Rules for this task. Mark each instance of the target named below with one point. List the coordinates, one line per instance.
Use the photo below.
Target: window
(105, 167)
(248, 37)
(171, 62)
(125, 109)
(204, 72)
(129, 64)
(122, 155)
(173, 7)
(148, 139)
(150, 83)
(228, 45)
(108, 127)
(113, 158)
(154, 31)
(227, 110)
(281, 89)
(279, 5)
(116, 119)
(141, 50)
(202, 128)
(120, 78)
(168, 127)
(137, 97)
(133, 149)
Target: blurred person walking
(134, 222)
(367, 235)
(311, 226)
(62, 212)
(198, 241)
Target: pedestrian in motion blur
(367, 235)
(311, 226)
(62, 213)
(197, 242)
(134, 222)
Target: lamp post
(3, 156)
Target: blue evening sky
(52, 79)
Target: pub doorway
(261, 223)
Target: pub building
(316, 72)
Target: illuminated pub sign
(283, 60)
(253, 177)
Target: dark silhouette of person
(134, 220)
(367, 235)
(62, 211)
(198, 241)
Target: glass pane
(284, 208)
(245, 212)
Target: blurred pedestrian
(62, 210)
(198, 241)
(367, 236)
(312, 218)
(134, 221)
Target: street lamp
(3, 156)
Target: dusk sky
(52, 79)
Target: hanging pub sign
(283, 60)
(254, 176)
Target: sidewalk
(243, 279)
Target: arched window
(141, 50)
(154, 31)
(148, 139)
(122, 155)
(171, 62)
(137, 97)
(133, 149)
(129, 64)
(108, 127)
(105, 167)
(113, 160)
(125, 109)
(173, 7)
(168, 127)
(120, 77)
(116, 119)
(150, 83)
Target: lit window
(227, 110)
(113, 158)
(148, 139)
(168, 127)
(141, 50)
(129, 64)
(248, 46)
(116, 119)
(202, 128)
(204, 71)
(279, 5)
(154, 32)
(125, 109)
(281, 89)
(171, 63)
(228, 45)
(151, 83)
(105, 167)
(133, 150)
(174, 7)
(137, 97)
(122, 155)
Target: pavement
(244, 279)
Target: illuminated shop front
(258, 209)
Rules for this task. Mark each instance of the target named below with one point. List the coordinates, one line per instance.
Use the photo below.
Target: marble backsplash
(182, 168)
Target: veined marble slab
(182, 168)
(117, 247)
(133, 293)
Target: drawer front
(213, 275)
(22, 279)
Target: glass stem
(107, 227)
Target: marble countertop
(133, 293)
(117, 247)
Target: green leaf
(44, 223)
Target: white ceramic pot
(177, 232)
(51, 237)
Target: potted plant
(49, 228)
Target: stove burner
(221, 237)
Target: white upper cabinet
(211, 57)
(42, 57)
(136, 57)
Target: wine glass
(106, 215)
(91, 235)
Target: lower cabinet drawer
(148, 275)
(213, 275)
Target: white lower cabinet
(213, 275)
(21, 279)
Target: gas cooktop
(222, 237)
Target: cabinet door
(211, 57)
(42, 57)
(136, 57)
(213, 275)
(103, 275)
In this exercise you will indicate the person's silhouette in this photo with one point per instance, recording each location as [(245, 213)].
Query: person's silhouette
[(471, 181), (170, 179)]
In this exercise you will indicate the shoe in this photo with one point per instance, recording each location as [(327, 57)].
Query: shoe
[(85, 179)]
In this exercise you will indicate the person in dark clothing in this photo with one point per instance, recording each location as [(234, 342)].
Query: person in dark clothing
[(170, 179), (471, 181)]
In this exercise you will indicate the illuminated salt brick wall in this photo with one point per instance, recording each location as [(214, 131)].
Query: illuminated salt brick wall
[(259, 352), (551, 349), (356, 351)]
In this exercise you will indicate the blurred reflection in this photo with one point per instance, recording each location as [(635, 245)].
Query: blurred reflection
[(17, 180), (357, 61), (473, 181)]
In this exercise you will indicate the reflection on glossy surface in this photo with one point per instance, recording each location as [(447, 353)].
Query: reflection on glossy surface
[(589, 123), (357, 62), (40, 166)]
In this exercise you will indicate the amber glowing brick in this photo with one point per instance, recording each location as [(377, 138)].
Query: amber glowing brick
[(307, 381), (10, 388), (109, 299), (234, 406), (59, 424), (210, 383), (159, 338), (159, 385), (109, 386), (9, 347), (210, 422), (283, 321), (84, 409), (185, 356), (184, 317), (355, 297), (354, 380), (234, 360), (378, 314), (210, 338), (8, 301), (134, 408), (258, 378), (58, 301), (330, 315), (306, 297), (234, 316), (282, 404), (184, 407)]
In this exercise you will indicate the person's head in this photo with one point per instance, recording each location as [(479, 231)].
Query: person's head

================

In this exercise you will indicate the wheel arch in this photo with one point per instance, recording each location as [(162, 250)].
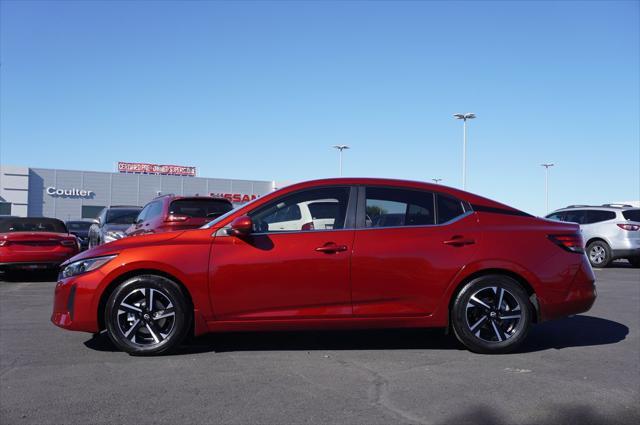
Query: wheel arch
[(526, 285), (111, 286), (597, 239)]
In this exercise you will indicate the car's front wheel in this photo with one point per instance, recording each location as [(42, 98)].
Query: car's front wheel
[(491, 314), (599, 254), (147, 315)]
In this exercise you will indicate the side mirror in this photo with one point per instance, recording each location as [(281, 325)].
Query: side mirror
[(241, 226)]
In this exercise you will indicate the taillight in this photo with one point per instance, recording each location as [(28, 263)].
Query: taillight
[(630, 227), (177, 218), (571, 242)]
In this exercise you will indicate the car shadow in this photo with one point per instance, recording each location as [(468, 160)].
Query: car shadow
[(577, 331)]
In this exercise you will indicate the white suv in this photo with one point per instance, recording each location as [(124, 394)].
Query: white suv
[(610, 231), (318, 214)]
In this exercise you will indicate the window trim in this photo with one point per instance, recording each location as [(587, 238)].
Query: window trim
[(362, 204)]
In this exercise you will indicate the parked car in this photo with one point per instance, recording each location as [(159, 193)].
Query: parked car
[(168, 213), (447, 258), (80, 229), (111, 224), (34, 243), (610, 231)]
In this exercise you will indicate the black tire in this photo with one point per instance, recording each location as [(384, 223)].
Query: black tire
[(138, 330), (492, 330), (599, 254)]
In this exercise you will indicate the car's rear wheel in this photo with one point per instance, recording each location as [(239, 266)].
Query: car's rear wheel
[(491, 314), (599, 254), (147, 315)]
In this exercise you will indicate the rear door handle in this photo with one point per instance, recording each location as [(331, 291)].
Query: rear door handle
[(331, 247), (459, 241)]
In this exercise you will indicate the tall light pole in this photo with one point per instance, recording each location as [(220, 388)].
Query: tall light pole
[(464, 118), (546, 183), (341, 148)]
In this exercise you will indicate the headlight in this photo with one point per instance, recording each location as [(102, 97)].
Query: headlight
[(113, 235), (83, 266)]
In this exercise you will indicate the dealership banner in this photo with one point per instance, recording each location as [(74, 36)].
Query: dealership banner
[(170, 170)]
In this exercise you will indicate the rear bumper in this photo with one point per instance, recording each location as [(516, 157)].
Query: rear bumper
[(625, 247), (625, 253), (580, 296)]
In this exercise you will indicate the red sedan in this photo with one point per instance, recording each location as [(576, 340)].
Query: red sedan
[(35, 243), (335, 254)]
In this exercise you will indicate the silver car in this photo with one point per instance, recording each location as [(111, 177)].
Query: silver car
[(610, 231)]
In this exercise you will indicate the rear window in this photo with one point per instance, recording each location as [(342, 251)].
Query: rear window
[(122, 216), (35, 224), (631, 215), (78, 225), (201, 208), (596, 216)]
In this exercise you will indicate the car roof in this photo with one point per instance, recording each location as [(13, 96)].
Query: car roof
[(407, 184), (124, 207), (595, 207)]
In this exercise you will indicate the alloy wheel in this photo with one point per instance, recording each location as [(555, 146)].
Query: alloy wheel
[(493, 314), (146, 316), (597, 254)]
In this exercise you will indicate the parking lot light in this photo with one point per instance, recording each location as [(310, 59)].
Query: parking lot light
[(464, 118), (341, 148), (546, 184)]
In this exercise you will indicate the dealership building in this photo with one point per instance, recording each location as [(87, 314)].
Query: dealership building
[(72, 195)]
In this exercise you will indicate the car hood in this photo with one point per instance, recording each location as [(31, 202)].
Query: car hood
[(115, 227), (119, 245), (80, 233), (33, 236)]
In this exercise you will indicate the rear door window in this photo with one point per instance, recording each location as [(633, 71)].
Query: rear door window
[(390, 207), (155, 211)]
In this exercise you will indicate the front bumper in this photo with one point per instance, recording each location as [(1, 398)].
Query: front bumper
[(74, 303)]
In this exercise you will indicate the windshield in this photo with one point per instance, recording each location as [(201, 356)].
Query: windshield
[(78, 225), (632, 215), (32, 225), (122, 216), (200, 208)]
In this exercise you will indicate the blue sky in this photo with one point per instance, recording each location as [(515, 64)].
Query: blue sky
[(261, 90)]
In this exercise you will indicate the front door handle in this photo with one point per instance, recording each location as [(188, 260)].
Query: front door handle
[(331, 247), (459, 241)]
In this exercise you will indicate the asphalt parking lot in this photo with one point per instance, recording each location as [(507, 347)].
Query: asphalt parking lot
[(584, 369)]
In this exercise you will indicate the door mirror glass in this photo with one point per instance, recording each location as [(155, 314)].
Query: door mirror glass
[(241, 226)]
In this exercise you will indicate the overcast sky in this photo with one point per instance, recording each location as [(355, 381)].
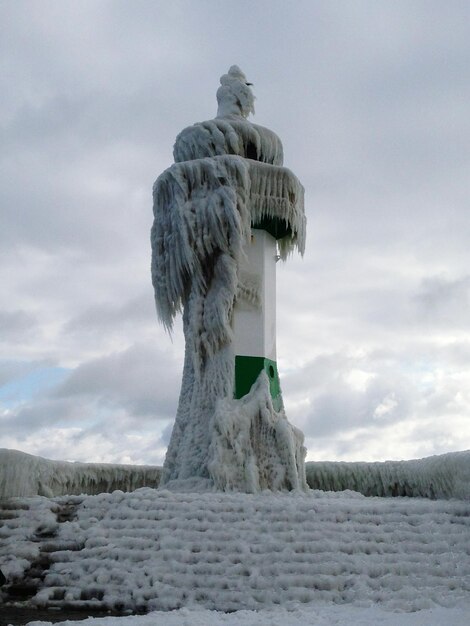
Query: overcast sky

================

• Exercise: In the material above, show every line where the word "overcast" turns up.

• Task answer:
In this exercise you will indicate the overcast sky in this photo with one point per instance, recording each location as [(355, 381)].
Query: overcast sky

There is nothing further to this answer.